··· Texte cité ···

Nous partons au XVe siècle avant notre ère en Egypte. Nous sommes sous la XVIIIe dynastie des souverains d’Egypte (dates), vers 1480, et un nouveau roi vient de monter sur le trône.
Il s’agit de Thoutmosis III, qui accède au trône après vingt-deux ans d’usurpation par sa tante, la reine Hatshepsout. Usurpation parce qu’à la mort de son mari, Thoutmosis II, elle prend la régence car le prince héritier n’a qu’une dizaine d’années. Elle se fait ensuite proclamer reine en se faisant proclamer fille du dieu Amon. A sa mort, Thoutmosis III reprend le pouvoir et une stèle rédigée deux ans après son arrivée sur le trône le décrit comme : « Roi des rois, prince des princes, sa gloire est dans le ciel, sa crainte traverse la terre, et la frayeur qu’il inspire parcourt chaque pays étranger« .
Mais qui est ce roi presque aussi célèbre que Ramsès II ?
Lors de son arrivée au pouvoir, l’Egypte est en crise : des territoires commencent à se détacher de la tutelle égyptienne, de nouveaux peuples indo-européens s’installent depuis cinq siècles et de nouveaux royaumes en Asie commencent à monter en rivalité avec l’Egypte, notamment le royaume de Mitanni qui cherche à s’installer sur les vallées du Tigre et de l’Euphrate. Thoutmosis III doit donc vaincre le Mitanni et c’est l’objet de son règne. Celui-ci est connu grâce aux Annales de Thoutmôsis III datées du XVe siècle avant J-C.

···

> [Consignes]:
(A) Dans le texte sur Thoutmosis III, recopiez tout le passage depuis « Lors de son » jusqu’à « siècle avant J-C. » en substituant « Mittani » à « Mitanni ».
(B) Prolongez le texte sur le règne de Thoutmosis III à partir de sa dernière phrase.
Le matériel qui suit provient d’une autre source.

··· Extrait de données ···

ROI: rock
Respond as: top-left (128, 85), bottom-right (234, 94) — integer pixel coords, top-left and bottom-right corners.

···

> [Corrigé]:
(A)
Lors de son arrivée au pouvoir, l’Egypte est en crise : des territoires commencent à se détacher de la tutelle égyptienne, de nouveaux peuples indo-européens s’installent depuis cinq siècles et de nouveaux royaumes en Asie commencent à monter en rivalité avec l’Egypte, notamment le royaume de Mittani qui cherche à s’installer sur les vallées du Tigre et de l’Euphrate. Thoutmosis III doit donc vaincre le Mittani et c’est l’objet de son règne. Celui-ci est connu grâce aux Annales de Thoutmôsis III datées du XVe siècle avant J-C.

(B)
Lors de la première année de son règne, Thoutmôsis III a trente-deux ans. Il se rend au temple pour consulter le dieu Amon qui lui ordonne la victoire. Il constitue une armée levée en Haute Egypte et en Basse Egypte. A l’époque, les deux terres étaient unies. En juillet, l’armée quitte Thèbes :
Le spectacle le plus imposant était le défilé des chars, légers véhicules montés sur deux roues et tirés chacun par deux coursiers ; formés par une légère coque de bois, ils étaient le plus souvent recouverts de cuir ; le char de Pharaon brillait d’un or précieux. Puis s’en venaient les archers, suivis par les fantassins et l’intendance ; il s’agissait d’un ravitaillement « sur pied » : chèvres et bovins accompagnaient l’armée en une longue théorie lourde et bruyante. (Lalouette, 1995, p. 179)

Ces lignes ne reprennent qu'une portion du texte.